§ **Work to complete**
The expected result is every line of the records, printed exactly.

§ **The input**
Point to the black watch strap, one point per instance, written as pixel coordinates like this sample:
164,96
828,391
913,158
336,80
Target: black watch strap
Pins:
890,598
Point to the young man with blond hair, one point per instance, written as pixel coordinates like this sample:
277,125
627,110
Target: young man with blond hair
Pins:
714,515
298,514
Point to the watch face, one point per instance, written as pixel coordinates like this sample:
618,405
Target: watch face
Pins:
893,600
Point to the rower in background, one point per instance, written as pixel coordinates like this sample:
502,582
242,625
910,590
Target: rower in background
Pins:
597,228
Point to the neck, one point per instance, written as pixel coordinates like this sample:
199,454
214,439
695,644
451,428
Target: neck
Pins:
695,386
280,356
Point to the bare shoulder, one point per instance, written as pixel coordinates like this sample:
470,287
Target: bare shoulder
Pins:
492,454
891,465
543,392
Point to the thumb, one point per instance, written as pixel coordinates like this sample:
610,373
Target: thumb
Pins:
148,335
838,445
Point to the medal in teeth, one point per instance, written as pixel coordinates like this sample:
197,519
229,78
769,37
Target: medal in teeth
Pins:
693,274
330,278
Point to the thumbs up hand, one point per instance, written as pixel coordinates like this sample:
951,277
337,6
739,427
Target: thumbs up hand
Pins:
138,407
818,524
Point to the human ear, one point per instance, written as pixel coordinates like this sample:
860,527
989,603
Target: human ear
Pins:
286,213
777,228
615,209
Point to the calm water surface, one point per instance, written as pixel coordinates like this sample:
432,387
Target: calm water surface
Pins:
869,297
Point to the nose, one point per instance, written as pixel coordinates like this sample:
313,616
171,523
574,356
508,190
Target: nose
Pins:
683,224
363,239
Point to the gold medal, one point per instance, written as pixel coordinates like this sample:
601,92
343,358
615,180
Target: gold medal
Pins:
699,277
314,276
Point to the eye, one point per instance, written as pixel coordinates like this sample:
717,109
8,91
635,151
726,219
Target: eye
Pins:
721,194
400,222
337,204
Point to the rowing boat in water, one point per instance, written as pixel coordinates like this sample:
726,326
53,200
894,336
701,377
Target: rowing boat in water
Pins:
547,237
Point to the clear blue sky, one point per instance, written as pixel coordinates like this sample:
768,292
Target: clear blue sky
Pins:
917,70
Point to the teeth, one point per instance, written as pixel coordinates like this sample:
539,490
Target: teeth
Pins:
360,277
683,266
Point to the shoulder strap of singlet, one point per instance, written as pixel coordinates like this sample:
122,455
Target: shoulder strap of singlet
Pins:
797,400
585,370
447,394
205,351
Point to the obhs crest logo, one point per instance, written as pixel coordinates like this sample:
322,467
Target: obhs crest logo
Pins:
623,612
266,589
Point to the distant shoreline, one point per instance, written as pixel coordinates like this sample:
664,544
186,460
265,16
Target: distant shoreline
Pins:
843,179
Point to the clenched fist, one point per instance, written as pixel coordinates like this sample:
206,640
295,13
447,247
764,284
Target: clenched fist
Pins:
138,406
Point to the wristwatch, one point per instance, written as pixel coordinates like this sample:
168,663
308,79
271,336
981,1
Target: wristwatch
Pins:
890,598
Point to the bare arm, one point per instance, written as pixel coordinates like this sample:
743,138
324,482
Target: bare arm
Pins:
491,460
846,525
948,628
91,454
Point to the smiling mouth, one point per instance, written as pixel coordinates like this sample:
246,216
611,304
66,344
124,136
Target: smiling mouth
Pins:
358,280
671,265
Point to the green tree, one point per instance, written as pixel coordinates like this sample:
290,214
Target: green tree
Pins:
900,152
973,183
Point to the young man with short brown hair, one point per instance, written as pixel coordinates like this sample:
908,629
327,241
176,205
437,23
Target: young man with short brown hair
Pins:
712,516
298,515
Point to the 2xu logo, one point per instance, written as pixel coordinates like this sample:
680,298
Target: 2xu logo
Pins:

§ **Written answer**
Point to the black watch strap, one point per instance, written as pixel coordinates like this sample:
164,96
828,391
913,158
336,80
Target: black watch strap
Pins:
890,598
Point to the young man with blond hair, one point per instance, written as pixel coordinates like this sample:
277,125
627,110
Target: young man with blond hair
Pins:
714,515
298,514
Point to the watch face, one point per instance, written as pixel coordinates like this sample:
618,405
Target: watch face
Pins:
893,600
Point to the rower in background, one point per instance, written as pixel coordinates like this sample:
502,582
242,625
910,590
Target: rower in background
Pins:
597,228
Point to the neck, one point per instance, written as pixel coordinates like this sample:
199,454
214,439
695,644
451,428
Target: neck
Pins:
695,386
280,356
Point to the bare shoulder, one point per instance, written as pixel coordinates like this sample:
470,287
Target: bare shoulder
Pins:
492,454
891,465
543,392
Point to the thumb, one point per instance, written as pixel coordinates like this sample:
610,373
Target: thumb
Pins:
148,335
838,445
Point to the medal in teeth, one point per instance, written as pixel coordinates like this sample:
197,519
229,78
769,37
Target: medal in teeth
Pins:
693,274
330,278
Point to the thumbs up hand, one point per instance, written as pixel coordinates like this sample:
951,277
337,6
739,427
Target: thumbs up hand
Pins:
138,407
818,524
Point to the human ear, one point per instance, written as pixel coordinates like this sample:
860,527
989,603
Target: human ear
Pins:
286,213
777,228
615,209
Point to the calm water surface, one point per instance, written as pixel coordinates like this sample:
432,387
Target: calm water surface
Pins:
869,297
Point to the nose, one point per instance, written as pixel coordinates like this sample:
313,616
171,523
574,356
508,190
Target: nose
Pins:
683,224
363,239
Point to the gold medal, one point per instance, written as pixel coordinates like this sample:
601,92
343,358
615,180
Target: gold medal
Pins:
699,277
314,276
Point to the eye, one point per instance, written as pixel coordinates like this sample:
717,109
8,91
635,151
726,219
Target: eye
Pins:
721,194
400,222
337,204
Point to the rowing boat in water, one point per instance, written as pixel coordinates like this sample:
726,326
53,200
894,336
701,377
Target: rowing boat in water
Pins:
547,237
Point to the clear blue sky, one point per instance, written as pixel coordinates like this sample:
768,292
Target: clear blue sky
Pins:
917,70
Point to the teeth, one point per instance, written as pixel coordinates like this sample:
539,490
Target: teeth
Pins:
360,277
683,266
Point to the shoulder strap of singlet, one point per instance, written as pixel coordinates like this sample:
122,455
Target: shoulder strap of singlet
Pins:
797,400
585,370
447,394
205,351
Point to the obhs crest logo, one point per instance, written as pixel coordinates like this sample:
322,467
Target: obhs crest logo
Pins:
623,612
266,589
Point to the distant shoreline, one point per instance, written as pixel coordinates like this sample:
664,544
186,460
265,16
Target: distant shoreline
Pins:
843,179
Point to the clenched fist, one point per instance, written as pixel coordinates like this sample:
206,640
295,13
447,247
764,284
Target: clenched fist
Pins:
138,406
Point to the wristwatch, one point per instance, written as pixel coordinates like this sample:
168,663
308,79
271,336
981,1
Target: wristwatch
Pins:
890,598
Point to the bare arm, one point per instance, written as pixel coordinates like this sample:
743,138
324,482
Target: bare arm
Pins:
491,460
846,525
948,628
91,454
Point to the smiling mouth, one point per instance, written as pixel coordinates like this sample:
246,216
611,304
66,344
124,136
Target: smiling mouth
Pins:
358,280
671,265
Point to the green tree, one point per instance, written as pixel coordinates like this sample:
290,214
Target: green tree
Pins:
900,152
973,183
Point to the young man with short brown hair, one point per instance, written as pixel coordinates like this sample:
908,629
327,241
176,205
437,23
Target: young man with short brown hair
Pins:
712,516
298,515
Point to the 2xu logo, one point per instance, written as pixel coordinates like this sample:
680,298
Target: 2xu logo
Pins:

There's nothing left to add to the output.